■ Goals:
• a. Translate this sentence from the Pinango profile into Spanish: "He can only hit what a pitcher throws."
• b. Reproduce the part of the Pinango profile between "2022 To-Do List" and "direction is best.", inclusive.

■ Provided passage:
Yohendrick Pinango photo by Todd Johnson

When I first saw Yohendrick Pinango in person, I was surprised that he was a little bit bigger than I thought. The then 19-year-old had just been promoted to South Bend and was more than holding his own in High Class A. While it was just 24 games, he hit .289 at South Bend and between there and Myrtle Beach, he had a .700 OPS for the year. He’s all of 19-years-old and will be until May of 2022.

Made from a pic by Stephanie Lynn

Basic Information
Age – 19
Height – 5-foot-11
Weight – 170 at signing
Bat’s – Left
Throws – Left
2022 affiliate – South Bend, Tennessee
Signed as an international free agent in 2018

Pinango began his career in 2019 just after turning 17. He was one of the more impressive prospects that summer as he hit .358 with a .427 on base percentage. He did not exude a lot of power, but his ability to put the bat on the ball is something the Cubs like.

In the past, we’ve seen several prospects come stateside after tearing it up in the Dominican and fall flat. For Pinango, he had three hurdles to get over this year. One was that nobody played in 2020. Two, he was skipping the rookie league in Arizona. And three he was also skipping what would’ve been a short season stop at Eugene. So in all, he’s basically jumping three levels. 

It didn’t phase him at all.

Pinango hit .270 for the first three months of the season with Myrtle Beach and was known for going to left field quite often. In fact it was a constant barrage of balls to the left. You don’t get to see that a lot from players in Low-A baseball. Usually, most guys are trying to pull the heck out of the baseball.

In the DSL, he went to left 51% of the time. That dropped to 39% at Myrtle Beach and 36% at South Bend. Those are still some amazing numbers.

I got to see him play quite a bit the last month in Beloit and Quad Cities and I came away with a pretty good sense of some things he needs to do for 2022.

2022 To-Do List

1. Relax

If you’ve ever dealt with a 19-year-old baseball player, one of the hardest things to get them to do is to relax at the plate. Pinango, he’s always on the go constantly talking about the game, and good luck to anybody who tries to stop that. But one of the things I thought often was he would try to do too much in the moment. He just needs to relax and be in the moment. He can’t get a ball and drive the other way if he’s not pitched a certain way. He’s got to be able to turn on a fastball with his hands or take it right back up the middle. He can only hit what a pitcher throws. If there is a man on base in front of him, take what the pitcher gives you and square it up in whatever direction is best.

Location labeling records
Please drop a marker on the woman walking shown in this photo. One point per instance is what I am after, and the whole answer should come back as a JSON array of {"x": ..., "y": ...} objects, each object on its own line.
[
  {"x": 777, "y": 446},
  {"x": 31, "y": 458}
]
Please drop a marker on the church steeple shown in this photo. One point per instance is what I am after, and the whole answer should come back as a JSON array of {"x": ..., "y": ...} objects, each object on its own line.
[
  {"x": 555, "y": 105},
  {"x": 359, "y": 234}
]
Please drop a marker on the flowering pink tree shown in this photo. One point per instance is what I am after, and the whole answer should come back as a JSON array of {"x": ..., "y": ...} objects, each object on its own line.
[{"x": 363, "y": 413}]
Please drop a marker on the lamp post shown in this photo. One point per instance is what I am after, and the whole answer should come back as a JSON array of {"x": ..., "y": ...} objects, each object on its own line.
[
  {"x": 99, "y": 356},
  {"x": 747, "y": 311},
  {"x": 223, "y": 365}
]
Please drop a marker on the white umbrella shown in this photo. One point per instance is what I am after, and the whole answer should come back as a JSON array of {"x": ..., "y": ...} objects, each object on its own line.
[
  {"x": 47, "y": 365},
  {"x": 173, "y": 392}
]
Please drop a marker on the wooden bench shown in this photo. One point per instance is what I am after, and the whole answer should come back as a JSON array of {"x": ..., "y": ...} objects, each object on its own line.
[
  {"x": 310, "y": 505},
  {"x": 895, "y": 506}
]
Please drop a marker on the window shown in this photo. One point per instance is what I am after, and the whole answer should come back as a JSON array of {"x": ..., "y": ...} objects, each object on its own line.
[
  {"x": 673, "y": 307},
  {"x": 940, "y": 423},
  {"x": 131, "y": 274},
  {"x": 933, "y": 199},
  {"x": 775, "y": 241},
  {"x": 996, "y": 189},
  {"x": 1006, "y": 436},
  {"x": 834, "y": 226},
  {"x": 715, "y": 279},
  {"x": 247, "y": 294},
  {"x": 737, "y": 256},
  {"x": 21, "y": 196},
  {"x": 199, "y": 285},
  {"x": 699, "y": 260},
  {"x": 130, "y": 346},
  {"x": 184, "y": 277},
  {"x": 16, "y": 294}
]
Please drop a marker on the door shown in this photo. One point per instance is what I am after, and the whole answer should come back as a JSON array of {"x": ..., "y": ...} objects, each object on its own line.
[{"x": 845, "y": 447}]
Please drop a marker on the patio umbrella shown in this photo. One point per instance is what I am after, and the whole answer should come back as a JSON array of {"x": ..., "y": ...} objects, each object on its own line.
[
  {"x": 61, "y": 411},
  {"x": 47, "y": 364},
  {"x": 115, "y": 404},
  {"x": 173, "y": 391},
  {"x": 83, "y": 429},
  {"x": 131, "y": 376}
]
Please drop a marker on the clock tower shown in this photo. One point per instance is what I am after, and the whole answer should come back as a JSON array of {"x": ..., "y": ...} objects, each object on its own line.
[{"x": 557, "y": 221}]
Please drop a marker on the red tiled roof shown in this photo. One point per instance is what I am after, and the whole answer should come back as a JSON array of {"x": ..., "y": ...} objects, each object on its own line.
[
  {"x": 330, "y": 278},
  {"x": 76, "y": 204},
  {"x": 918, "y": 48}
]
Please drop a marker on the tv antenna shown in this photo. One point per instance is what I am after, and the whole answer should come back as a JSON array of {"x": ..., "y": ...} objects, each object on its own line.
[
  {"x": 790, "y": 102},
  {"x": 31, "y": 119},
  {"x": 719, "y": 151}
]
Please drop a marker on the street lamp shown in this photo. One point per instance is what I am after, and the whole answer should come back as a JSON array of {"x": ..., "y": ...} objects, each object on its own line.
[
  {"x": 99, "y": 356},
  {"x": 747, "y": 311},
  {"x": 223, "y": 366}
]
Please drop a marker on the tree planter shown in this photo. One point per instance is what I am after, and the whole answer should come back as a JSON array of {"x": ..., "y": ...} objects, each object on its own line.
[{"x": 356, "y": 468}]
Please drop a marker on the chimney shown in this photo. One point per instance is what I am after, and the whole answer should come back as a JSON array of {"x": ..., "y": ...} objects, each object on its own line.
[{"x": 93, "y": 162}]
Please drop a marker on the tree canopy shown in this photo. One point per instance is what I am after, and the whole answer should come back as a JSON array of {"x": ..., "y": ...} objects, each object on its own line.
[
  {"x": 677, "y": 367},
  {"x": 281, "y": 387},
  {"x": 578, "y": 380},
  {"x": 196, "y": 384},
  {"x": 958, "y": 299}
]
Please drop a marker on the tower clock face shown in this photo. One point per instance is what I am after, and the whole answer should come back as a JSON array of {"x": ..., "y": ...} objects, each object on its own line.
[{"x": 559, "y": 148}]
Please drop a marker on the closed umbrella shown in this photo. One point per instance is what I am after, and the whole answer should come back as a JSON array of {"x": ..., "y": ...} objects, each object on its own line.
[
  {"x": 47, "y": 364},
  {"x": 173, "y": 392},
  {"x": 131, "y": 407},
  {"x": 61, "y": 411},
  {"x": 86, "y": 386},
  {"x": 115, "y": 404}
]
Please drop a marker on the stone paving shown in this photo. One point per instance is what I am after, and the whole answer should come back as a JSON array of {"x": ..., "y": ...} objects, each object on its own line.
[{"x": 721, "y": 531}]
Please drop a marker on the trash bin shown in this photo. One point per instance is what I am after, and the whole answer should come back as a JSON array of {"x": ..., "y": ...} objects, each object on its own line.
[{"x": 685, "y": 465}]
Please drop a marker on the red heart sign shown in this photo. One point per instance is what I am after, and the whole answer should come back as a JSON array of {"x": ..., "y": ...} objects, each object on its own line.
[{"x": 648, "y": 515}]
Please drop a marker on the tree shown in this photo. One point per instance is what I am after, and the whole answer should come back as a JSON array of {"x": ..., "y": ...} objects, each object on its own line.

■ Expected outputs:
• a. Solo puede batear lo que le lanza el pitcher.

• b.
2022 To-Do List

1. Relax

If you’ve ever dealt with a 19-year-old baseball player, one of the hardest things to get them to do is to relax at the plate. Pinango, he’s always on the go constantly talking about the game, and good luck to anybody who tries to stop that. But one of the things I thought often was he would try to do too much in the moment. He just needs to relax and be in the moment. He can’t get a ball and drive the other way if he’s not pitched a certain way. He’s got to be able to turn on a fastball with his hands or take it right back up the middle. He can only hit what a pitcher throws. If there is a man on base in front of him, take what the pitcher gives you and square it up in whatever direction is best.